Please copy every line of the items from the one containing "Target: sowthistle plant" down to the end of the items, including the lines without coordinates, and shift each coordinate by adding 69 to it.

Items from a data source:

(begin)

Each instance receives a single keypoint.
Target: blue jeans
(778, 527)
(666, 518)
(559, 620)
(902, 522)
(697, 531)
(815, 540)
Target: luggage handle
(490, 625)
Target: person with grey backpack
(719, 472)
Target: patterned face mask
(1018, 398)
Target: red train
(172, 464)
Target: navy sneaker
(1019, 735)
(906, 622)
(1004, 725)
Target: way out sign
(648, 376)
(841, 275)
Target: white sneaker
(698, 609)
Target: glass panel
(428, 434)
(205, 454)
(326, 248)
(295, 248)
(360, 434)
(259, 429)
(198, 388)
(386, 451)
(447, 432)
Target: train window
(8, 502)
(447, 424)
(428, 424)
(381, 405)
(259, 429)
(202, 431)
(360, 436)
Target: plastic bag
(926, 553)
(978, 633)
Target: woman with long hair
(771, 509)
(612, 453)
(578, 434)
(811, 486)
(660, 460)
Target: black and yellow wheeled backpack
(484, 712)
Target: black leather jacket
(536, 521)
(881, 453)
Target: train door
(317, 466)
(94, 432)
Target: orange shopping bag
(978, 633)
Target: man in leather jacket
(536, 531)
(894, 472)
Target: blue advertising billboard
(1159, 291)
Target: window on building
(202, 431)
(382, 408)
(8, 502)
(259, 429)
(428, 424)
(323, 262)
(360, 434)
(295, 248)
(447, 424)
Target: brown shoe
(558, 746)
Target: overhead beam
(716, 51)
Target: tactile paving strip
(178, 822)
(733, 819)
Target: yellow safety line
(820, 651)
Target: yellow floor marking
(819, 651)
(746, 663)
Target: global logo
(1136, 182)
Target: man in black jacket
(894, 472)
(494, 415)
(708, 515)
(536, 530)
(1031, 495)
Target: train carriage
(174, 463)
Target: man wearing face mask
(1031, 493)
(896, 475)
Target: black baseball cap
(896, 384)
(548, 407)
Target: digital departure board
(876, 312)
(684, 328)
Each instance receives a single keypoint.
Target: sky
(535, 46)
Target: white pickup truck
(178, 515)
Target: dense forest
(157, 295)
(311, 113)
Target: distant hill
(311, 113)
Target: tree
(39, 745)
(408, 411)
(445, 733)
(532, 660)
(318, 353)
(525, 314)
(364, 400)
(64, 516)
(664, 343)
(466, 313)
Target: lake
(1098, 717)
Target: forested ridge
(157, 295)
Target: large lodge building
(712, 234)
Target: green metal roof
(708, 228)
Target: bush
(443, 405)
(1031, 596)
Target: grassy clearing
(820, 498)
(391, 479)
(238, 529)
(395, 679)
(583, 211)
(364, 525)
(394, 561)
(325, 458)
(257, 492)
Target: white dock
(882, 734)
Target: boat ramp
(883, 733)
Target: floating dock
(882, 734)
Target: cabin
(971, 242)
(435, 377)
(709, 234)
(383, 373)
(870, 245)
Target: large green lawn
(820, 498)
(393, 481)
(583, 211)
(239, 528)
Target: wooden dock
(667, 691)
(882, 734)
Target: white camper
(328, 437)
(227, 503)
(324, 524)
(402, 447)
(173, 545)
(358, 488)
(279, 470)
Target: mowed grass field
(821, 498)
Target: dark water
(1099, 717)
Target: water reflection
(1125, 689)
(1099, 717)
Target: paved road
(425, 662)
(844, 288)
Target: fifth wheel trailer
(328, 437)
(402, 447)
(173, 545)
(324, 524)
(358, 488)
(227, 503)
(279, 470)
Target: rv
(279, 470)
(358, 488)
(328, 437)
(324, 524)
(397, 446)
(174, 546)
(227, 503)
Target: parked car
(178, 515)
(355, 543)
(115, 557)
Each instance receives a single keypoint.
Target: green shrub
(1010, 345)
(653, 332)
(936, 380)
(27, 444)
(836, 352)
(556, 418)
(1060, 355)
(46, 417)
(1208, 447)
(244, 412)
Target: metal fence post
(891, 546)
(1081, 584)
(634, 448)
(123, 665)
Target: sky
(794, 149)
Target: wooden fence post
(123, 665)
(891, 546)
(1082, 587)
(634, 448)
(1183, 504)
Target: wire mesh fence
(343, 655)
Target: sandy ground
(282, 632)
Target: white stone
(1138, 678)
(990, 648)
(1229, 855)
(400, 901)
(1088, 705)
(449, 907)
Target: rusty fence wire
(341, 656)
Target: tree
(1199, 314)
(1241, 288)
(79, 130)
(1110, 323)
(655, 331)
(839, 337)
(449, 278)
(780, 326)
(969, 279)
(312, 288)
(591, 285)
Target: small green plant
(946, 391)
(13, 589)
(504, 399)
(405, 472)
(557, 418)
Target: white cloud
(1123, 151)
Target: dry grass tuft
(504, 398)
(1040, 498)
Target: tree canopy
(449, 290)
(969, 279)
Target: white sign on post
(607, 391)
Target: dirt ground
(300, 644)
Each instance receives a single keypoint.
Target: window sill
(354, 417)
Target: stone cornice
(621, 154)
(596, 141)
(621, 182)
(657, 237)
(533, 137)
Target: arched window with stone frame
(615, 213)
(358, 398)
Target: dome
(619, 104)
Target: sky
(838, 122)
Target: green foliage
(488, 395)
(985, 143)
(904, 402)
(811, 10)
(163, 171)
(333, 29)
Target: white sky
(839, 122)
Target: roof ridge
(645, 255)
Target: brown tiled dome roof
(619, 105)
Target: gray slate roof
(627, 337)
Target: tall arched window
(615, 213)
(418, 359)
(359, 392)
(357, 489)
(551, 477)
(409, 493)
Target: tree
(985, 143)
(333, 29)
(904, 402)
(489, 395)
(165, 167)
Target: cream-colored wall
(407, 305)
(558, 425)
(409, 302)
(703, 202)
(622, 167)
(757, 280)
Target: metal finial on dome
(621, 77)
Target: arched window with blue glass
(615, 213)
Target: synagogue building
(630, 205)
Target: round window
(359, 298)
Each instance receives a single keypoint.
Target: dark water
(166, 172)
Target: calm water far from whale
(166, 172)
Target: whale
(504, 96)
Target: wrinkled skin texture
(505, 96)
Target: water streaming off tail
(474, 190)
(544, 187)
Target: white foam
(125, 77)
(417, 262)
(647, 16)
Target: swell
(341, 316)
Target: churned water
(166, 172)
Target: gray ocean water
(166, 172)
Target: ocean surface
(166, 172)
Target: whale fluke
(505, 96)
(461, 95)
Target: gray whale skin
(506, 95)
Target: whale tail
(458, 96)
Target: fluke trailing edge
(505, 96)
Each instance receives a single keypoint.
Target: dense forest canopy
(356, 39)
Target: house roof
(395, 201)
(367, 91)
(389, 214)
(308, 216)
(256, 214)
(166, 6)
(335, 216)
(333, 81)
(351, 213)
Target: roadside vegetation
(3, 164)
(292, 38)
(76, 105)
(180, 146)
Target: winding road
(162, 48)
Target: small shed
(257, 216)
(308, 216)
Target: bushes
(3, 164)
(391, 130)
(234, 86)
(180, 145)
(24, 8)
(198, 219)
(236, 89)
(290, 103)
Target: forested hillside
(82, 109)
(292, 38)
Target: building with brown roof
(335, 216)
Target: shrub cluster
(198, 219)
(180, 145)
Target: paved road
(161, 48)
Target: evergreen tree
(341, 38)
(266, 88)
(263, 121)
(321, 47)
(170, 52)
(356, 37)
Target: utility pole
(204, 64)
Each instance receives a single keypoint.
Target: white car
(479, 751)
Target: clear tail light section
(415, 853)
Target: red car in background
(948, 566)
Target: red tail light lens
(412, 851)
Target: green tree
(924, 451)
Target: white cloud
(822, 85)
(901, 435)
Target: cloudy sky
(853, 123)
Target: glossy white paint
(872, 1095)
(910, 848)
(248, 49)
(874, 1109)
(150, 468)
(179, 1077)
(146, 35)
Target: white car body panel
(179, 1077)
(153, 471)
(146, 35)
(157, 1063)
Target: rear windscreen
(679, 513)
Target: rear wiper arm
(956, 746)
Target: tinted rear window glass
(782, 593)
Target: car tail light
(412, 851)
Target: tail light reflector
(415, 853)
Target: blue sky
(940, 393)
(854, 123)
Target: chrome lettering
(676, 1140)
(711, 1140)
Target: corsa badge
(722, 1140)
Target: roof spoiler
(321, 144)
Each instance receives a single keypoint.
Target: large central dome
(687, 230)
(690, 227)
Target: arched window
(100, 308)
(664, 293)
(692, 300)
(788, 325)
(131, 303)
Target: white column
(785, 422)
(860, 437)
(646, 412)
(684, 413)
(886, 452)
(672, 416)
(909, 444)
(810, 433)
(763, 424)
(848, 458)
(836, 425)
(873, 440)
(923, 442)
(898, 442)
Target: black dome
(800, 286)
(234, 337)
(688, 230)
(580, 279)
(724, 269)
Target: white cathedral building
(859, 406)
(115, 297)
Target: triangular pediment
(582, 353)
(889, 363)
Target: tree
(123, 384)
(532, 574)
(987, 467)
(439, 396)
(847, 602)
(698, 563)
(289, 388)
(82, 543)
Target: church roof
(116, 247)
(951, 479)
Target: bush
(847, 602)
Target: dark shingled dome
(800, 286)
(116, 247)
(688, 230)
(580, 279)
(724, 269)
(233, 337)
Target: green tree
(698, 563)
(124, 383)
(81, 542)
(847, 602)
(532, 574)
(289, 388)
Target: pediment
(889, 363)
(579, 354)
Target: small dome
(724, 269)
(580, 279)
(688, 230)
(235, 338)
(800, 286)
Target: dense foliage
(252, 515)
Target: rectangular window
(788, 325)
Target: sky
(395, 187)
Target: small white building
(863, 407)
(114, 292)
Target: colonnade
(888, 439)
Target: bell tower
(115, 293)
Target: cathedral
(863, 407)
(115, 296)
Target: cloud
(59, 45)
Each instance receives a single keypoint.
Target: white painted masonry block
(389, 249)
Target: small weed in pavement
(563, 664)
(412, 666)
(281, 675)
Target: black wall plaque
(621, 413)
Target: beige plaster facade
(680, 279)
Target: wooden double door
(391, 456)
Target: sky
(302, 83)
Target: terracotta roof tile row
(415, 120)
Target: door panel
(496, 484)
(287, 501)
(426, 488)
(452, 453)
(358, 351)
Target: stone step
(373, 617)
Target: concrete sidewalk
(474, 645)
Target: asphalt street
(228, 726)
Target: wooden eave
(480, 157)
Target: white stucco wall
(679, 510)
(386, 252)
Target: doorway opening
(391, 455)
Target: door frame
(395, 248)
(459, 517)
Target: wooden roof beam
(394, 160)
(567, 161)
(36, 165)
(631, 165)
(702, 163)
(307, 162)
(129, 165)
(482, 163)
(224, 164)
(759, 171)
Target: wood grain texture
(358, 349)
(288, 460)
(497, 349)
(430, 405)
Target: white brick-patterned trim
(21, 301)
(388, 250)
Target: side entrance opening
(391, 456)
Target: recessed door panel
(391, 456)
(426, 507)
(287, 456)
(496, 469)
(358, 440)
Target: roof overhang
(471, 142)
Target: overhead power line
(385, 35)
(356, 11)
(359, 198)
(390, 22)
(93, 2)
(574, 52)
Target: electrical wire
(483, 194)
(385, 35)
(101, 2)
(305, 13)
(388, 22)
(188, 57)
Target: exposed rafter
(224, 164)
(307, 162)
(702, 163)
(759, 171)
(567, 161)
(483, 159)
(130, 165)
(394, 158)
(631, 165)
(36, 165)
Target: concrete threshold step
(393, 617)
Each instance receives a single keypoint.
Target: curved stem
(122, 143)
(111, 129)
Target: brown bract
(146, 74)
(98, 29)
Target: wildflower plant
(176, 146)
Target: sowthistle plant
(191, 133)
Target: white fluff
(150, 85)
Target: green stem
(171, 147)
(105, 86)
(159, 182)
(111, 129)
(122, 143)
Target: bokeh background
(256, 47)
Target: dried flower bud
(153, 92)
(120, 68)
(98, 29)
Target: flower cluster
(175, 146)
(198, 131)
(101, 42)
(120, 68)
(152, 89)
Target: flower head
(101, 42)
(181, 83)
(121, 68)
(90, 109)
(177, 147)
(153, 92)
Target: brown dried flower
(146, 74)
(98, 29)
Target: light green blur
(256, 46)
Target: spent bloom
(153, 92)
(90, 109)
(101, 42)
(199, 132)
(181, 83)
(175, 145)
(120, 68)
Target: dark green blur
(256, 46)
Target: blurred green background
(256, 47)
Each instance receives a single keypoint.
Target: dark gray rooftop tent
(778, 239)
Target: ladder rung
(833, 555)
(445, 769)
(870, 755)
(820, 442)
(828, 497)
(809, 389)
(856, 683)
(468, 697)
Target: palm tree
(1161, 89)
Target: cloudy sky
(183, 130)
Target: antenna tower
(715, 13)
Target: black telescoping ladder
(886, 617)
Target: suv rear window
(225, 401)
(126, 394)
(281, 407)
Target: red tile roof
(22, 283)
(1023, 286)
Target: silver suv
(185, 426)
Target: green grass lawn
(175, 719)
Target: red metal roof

(end)

* Solution *
Target: sowthistle plant
(260, 202)
Target: white fluff
(219, 154)
Target: green stem
(240, 216)
(174, 155)
(228, 251)
(180, 198)
(191, 212)
Target: bokeh background
(325, 116)
Target: dried flower bud
(222, 161)
(189, 137)
(167, 98)
Target: flower cluster
(244, 215)
(267, 200)
(170, 111)
(189, 137)
(221, 158)
Target: flower head
(170, 111)
(250, 152)
(190, 137)
(159, 178)
(246, 216)
(222, 161)
Target: brown dried flower
(215, 143)
(167, 98)
Target: light green blur
(325, 115)
Target: spent bloom
(222, 161)
(159, 178)
(170, 111)
(268, 201)
(250, 152)
(244, 214)
(189, 137)
Target: dark green blur
(325, 115)
Target: blurred green background
(325, 116)
Each instance receives a single keypoint.
Target: dark gray rooftop tent
(847, 308)
Target: ladder rung
(902, 624)
(514, 838)
(939, 824)
(889, 511)
(897, 566)
(878, 458)
(925, 752)
(537, 766)
Target: palm tree
(1230, 158)
Target: cloudy sky
(252, 199)
Target: antenna tower
(784, 82)
Target: black telescoping ladder
(955, 686)
Target: suv rear window
(294, 470)
(195, 463)
(350, 476)
Target: red tile roof
(91, 352)
(1092, 355)
Target: silver suv
(254, 495)
Target: green grass lawn
(244, 788)
Target: red metal roof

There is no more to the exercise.